■ Direction
Pick out every line in the listing below that contains the string "window", and match its case exactly.

** BEGIN Material for this exercise **

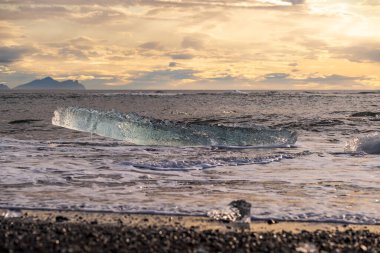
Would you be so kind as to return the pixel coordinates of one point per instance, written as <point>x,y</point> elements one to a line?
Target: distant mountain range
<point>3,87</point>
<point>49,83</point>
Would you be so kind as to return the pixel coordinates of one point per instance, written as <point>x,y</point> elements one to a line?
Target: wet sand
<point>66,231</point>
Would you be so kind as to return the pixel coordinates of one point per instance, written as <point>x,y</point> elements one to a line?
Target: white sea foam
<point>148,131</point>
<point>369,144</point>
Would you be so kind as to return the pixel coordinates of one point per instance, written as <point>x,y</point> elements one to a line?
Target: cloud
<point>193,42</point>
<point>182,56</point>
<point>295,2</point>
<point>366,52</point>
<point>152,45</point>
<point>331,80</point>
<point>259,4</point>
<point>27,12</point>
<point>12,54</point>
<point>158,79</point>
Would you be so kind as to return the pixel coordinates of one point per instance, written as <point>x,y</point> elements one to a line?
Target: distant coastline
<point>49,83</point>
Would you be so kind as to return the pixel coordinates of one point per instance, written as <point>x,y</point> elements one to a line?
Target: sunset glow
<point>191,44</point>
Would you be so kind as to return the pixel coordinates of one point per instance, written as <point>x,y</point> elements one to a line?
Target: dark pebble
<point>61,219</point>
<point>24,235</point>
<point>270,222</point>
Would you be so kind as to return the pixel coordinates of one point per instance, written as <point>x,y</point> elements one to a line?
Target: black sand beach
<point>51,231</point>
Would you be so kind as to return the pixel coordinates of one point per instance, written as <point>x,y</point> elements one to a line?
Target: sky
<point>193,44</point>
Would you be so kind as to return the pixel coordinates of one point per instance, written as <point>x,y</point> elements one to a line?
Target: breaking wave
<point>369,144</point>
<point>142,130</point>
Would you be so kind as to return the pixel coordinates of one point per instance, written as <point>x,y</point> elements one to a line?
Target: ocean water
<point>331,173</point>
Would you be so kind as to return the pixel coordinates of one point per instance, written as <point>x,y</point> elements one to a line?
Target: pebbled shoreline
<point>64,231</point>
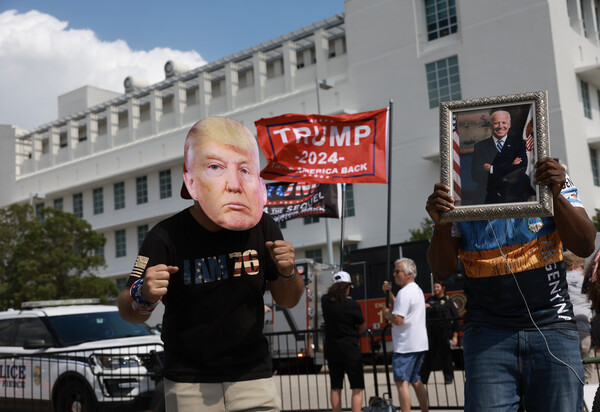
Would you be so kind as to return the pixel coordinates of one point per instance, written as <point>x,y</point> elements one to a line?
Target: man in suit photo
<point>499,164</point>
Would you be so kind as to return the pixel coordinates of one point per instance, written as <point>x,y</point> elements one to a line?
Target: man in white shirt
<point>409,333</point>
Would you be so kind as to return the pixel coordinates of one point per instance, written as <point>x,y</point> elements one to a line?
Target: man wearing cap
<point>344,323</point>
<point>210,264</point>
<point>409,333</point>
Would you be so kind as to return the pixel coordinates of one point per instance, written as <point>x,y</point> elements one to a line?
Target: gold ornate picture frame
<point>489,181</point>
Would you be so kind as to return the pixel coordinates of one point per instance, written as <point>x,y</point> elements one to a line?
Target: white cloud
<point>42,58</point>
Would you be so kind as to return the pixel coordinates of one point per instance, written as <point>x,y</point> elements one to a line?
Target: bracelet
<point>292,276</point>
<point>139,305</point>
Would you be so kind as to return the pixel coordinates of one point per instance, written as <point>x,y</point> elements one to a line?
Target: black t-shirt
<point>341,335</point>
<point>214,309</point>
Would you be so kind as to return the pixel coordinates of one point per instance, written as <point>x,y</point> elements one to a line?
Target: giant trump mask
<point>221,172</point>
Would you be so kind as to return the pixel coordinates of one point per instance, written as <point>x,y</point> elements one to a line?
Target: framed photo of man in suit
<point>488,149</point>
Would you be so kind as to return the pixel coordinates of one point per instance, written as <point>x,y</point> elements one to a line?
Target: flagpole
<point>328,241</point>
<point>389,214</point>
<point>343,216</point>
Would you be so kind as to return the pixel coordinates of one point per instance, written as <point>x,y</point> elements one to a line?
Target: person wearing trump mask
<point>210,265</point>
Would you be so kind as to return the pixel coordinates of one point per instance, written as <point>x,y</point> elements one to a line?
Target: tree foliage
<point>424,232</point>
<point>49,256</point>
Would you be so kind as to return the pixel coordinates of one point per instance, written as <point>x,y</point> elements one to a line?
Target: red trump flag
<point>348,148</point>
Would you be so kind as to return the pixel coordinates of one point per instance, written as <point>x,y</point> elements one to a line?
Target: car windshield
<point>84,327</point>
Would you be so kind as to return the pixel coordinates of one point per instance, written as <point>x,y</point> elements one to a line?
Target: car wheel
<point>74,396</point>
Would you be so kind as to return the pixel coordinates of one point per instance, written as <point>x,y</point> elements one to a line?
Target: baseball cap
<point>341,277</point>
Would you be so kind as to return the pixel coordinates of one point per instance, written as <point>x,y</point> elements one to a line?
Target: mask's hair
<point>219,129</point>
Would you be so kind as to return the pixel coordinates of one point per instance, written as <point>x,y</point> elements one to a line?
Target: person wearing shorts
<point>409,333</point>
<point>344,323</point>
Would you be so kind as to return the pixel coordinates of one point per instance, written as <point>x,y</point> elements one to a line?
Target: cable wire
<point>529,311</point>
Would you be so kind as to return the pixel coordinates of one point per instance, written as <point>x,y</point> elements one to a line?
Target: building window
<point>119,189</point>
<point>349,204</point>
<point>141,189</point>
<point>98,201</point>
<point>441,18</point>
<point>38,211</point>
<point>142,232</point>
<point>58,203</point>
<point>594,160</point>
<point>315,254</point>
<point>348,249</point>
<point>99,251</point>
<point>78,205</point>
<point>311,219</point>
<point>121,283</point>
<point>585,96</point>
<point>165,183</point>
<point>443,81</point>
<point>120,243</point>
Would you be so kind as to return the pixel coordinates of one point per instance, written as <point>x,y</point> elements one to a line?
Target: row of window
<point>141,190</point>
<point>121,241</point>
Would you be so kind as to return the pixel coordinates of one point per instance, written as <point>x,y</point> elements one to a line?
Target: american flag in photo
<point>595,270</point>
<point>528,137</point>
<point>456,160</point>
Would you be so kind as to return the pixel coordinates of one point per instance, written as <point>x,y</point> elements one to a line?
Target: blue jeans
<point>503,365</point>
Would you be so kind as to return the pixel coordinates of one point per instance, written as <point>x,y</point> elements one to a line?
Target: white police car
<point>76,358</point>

** END Material for this exercise **

■ Answer to this problem
Target: building window
Target: row of window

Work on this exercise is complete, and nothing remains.